### Excerpted text
---------------

Sri Lanka’s dodgy distillers build retail chains for tax-fraud arrack: DCSL

ECONOMYNEXT – Several licensed distillers in Sri Lanka have built distribution chains to sell tax-unpaid arrack by operating their own retail outlet networks, though they are prohibited from doing so under current law, the country’s largest legal alcohol maker has said.

Officers of Sri Lanka’s excise authorities have also bought so-called ‘FL4’ alcohol retail licenses to sell illegal alcohol, Chairman of Distilleries Corporation of Sri Lanka Chairman Harry Jayewardene told shareholders in the annual report.

The alcohol retail outlets are commonly known as ‘bars’ though they are ‘off-licenses’ where bottles have to be sold intact and consumption within the premises is not allowed.

Sri Lanka has about 1,000 such shops including in supermarkets, but six distilleries are controlling about 225 retail outlets Jayewardene said through their ‘kith and kin’ while authorities are not taking action.

"This is about 1/5th of the total licenses," he said. "It is disheartening to note that even some officers from the enforcement authority are operating FL4 licenses using other names to find a market for illegal products, and this is very well known to the Excise Department.

"The fact that these unscrupulous manufacturers are paying such staggering prices to obtain a license itself is a proof of the existence of such illegal trade and indicates how rampant corruption has spread like a deadly disease in the industry."

According to industry estimates a retail license is sold for up to 50 to 100 million rupees depending on the average sales of the area in question. A part of it may be paid up front, and the balance may come in part payments over several years.

The ‘sale price’ could be an SUV costing about 50 to 80 million rupees or some such asset and not traceable cash.

Bars may also be ‘leased’ for 10 years of more with about 30 million rupees being paid up front and the balance monthly. The ‘lease rent’ could be around 500,000 rupees a month or more depending on the sales of the outlet.

---------------

### Spatial localization data
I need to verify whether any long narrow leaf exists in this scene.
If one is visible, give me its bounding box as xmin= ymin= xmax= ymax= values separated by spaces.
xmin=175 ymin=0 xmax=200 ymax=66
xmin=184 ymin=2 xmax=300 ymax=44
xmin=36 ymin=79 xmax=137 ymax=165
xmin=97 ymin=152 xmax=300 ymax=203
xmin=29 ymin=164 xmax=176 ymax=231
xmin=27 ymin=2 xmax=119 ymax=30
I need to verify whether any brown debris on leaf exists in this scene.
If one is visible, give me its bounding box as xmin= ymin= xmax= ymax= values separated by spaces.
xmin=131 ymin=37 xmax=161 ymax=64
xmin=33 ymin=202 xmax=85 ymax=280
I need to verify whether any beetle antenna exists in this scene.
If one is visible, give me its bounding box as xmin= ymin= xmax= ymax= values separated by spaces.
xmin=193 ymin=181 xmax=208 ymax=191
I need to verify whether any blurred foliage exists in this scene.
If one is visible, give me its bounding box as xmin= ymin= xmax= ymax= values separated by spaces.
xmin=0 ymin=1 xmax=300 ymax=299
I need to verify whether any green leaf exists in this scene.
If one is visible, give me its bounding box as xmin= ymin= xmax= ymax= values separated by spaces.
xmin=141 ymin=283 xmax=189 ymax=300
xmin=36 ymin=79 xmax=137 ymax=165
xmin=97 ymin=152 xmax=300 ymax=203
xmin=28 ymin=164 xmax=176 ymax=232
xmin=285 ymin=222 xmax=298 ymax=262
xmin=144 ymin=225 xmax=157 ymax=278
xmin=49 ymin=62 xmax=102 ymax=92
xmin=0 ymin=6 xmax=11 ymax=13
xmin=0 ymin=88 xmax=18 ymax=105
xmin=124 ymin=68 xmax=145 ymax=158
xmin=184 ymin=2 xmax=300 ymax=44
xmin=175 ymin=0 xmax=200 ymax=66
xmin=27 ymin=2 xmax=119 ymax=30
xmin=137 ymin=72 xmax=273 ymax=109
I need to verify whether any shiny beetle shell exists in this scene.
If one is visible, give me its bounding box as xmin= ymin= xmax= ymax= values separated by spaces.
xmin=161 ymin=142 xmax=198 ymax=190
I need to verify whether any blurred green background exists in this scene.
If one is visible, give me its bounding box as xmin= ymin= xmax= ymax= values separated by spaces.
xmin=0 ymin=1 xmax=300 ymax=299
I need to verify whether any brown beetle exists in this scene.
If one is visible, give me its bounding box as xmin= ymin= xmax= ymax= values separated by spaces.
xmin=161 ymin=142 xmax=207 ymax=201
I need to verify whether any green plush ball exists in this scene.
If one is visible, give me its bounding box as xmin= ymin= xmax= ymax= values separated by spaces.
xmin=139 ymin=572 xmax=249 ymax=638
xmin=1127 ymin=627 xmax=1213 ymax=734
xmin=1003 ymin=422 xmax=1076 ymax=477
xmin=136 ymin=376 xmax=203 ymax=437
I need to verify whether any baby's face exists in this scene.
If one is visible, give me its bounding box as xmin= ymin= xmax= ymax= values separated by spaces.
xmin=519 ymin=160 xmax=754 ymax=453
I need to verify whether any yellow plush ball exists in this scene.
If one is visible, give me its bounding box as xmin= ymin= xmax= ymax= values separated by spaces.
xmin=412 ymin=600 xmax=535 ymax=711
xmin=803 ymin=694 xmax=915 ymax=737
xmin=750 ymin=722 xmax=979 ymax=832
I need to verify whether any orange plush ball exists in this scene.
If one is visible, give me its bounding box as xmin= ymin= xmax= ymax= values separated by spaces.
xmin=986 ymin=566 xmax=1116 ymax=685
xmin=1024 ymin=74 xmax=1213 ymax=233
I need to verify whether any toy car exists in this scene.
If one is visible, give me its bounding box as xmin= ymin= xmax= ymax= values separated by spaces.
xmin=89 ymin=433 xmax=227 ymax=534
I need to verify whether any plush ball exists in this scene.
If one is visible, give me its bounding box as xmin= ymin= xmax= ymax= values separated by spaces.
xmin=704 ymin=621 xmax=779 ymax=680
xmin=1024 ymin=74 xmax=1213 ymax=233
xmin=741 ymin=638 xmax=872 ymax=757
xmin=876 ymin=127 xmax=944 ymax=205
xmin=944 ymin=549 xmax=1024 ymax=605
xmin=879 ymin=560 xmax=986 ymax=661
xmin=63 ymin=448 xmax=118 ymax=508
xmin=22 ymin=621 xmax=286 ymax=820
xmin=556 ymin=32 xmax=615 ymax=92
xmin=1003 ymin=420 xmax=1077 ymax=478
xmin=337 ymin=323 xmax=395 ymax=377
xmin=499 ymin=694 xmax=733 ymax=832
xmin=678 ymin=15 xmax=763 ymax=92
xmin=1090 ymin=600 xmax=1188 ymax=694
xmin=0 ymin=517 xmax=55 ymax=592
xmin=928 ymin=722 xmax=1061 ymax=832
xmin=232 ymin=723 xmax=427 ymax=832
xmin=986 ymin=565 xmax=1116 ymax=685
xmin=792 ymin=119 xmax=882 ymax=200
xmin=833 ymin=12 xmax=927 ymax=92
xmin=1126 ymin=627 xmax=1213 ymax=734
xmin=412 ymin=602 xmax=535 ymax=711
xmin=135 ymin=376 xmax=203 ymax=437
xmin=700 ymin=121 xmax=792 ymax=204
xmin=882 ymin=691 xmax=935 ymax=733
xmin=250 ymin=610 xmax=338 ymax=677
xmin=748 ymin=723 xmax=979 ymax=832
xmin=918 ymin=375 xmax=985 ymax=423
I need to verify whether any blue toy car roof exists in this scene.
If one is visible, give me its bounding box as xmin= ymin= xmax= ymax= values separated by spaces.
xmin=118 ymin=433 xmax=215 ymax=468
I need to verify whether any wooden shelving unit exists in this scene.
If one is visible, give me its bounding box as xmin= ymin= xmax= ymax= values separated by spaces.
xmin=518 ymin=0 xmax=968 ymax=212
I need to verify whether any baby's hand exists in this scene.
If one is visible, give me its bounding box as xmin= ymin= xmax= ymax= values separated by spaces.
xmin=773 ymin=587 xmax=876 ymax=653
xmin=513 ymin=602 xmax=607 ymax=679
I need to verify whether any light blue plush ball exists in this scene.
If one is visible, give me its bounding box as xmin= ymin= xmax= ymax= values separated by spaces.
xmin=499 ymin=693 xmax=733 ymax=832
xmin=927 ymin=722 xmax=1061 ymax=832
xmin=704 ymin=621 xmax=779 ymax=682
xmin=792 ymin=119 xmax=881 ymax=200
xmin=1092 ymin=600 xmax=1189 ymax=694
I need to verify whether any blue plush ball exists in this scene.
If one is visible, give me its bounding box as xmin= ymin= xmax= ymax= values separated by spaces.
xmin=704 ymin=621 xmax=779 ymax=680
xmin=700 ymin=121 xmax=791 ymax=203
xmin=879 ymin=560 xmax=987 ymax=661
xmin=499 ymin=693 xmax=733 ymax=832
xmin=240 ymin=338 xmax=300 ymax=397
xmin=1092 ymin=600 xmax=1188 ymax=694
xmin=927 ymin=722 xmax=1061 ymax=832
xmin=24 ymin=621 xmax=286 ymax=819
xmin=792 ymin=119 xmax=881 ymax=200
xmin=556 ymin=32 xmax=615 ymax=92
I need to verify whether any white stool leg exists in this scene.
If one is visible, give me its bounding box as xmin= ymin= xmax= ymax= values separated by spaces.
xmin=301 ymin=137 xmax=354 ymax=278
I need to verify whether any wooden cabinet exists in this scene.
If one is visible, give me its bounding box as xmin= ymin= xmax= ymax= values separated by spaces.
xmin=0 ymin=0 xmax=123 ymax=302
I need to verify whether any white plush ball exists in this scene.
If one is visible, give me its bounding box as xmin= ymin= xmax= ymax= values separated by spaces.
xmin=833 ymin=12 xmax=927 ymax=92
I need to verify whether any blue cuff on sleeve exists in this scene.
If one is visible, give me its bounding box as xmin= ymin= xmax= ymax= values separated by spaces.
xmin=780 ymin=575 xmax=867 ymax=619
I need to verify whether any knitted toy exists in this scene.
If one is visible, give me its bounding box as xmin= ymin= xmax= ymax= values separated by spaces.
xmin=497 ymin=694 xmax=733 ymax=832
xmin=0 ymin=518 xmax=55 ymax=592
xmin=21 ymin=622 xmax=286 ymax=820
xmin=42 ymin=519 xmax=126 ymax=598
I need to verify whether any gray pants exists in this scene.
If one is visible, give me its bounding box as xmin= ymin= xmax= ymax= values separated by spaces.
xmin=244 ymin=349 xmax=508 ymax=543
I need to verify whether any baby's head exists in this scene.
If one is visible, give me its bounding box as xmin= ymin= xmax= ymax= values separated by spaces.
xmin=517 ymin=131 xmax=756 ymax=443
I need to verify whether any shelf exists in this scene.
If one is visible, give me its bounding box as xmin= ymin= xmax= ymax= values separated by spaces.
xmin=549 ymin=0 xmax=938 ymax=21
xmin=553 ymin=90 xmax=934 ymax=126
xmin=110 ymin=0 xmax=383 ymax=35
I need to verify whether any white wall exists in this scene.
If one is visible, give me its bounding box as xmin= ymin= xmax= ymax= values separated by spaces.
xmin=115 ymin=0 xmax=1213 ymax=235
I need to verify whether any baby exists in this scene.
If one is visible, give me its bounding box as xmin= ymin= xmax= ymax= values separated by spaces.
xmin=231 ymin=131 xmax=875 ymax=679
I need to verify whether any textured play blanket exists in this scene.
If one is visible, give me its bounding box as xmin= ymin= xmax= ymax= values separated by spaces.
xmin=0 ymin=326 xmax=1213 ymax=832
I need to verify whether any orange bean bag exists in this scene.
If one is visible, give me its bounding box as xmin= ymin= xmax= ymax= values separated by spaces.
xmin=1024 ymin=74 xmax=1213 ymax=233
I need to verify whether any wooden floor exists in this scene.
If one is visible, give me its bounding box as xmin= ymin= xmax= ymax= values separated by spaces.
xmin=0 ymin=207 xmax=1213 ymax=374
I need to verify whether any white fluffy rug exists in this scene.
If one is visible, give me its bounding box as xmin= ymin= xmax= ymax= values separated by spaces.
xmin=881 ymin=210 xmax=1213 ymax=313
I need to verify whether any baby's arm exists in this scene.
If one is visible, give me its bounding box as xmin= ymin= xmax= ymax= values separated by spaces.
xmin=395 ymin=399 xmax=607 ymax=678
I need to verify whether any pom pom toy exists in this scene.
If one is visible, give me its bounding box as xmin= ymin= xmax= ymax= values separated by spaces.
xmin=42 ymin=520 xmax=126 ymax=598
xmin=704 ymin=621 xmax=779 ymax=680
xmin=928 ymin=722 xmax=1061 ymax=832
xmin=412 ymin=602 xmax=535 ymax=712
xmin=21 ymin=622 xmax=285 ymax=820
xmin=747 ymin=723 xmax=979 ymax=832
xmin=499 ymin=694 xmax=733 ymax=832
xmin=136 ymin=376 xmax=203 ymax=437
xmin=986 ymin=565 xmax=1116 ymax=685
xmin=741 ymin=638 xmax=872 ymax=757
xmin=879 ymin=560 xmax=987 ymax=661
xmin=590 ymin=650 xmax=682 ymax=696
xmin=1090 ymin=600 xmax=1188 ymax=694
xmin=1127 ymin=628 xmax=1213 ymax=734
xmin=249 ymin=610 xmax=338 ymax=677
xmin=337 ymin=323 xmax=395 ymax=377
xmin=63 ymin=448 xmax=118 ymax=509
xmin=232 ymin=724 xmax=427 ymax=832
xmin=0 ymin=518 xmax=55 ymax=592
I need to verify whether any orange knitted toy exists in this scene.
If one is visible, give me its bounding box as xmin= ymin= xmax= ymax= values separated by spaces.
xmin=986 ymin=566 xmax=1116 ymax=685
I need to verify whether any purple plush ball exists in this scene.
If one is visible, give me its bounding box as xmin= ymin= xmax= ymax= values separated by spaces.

---------------

### What you need to do
[A] Answer these questions from the article on Sri Lankan alcohol retail licenses:
(i) About how many alcohol retail shops does Sri Lanka have?
(ii) How many distilleries are said to control about 225 retail outlets?
(iii) How much is paid up front when a bar is leased for 10 years or more?
[B] In the article on Sri Lankan alcohol retail licenses, shorten the paragraph beginning "According to industry estimates" and keep its main facts.
[C] Carry the article on Sri Lankan alcohol retail licenses further from its last sentence.
The records have nothing to do with the tasks here.

### Answer section
[A]
(i) About 1,000.
(ii) Six.
(iii) About 30 million rupees.

[B] Industry estimates put the price of a retail license at 50 to 100 million rupees, depending on the area's average sales, with part paid up front and the rest in installments over several years.

[C]
While distillers who pay taxes give around 50 to 60 rupees sales commission for a bottle, tax dodgers give 100 or 200 commission while selling around the same price as the market leader, by not paying the full taxes on some bottles, according to some sources.





However in the case of a wine store owned directly by a dodgy distiller about 1200 rupees margin can be made off a bottle by selling alcohol on which no taxes have been paid.

On a rule of thumb, assuming a wine store sells about 500 bottles of legal arrack a day (arrack sales peak at the end of the month and on holidays and is not regular) it would have revenues of about 900,000 rupees a month.

However if the store sold sold tax-unpaid arrack, revenues would be about 18 million rupees a month. If only a quarter of the alcohol was tax unpaid revenues would be 5.1 million rupees a month.

If just 10 percent of the arrack was tax unpaid, revenues would be 2.6 million rupees a month, making it easy to pay 500,000 or more rupees a month in ‘lease rent’ to the legal owner.

Jayewardene suggests adding more regulations to solve the problem, despite existing laws on the payment of taxes, not being enforced and the enforcers themselves engaging in dodgy practices with impunity.

"Although we have continuously requested the regulator to rescind the said condition from the excise notification whereby excise licenses could be transferred to another, our requests have fallen on deaf ears to date," Jayewardene said.

"Very soon the balance licenses that are available also will be absorbed by the unscrupulous manufacturers to dispose their illegal products with ease."

Economic analysts if ‘leases’ are used to unofficially transfer licenses, stopping the sale of off-licenses will not work. Most problems in markets come from state regulations in the first place.

Rampant tax -avoidance for example comes because taxes are unreasonably high and the price of legal alcohol is unreasonably high.

If licenses are freely transferable, at least the legal owners are transparent and enforcement would be easier, analysts say. The earlier practice was a feudal style personal ownership which was passed down through inheritance, which has no place in a modern society.

There have been charges earlier that DCSL itself was blocking competitor’s products being on the shelves of wine stores by using their relationships with wine store owners which drove some players to try to control stores directly.

However defenders of DCSL say that it is not so, and the firm may have withheld products from some dealers because they found that illegal products were being sold or dodgy owners were using its brand as ‘bait’ and saying Distilleries products were not available on odd days to force customers to buy illegal products on which margins were higher.

Economic analysts say options for further de-regulating the market should be carefully studied.

Allowing manufacturers including DCSL also transparently own retail units through a subsidiary, or in a joint venture with major retail chains may be one option.

Enforcing existing tax laws, which is the core problem also has to be addressed, which may require a clean-up of the excise department, and sacking officers who own wine stores, which is a clear conflict of interest.

However the excessive rates of taxation may promote corruption of new recruits also.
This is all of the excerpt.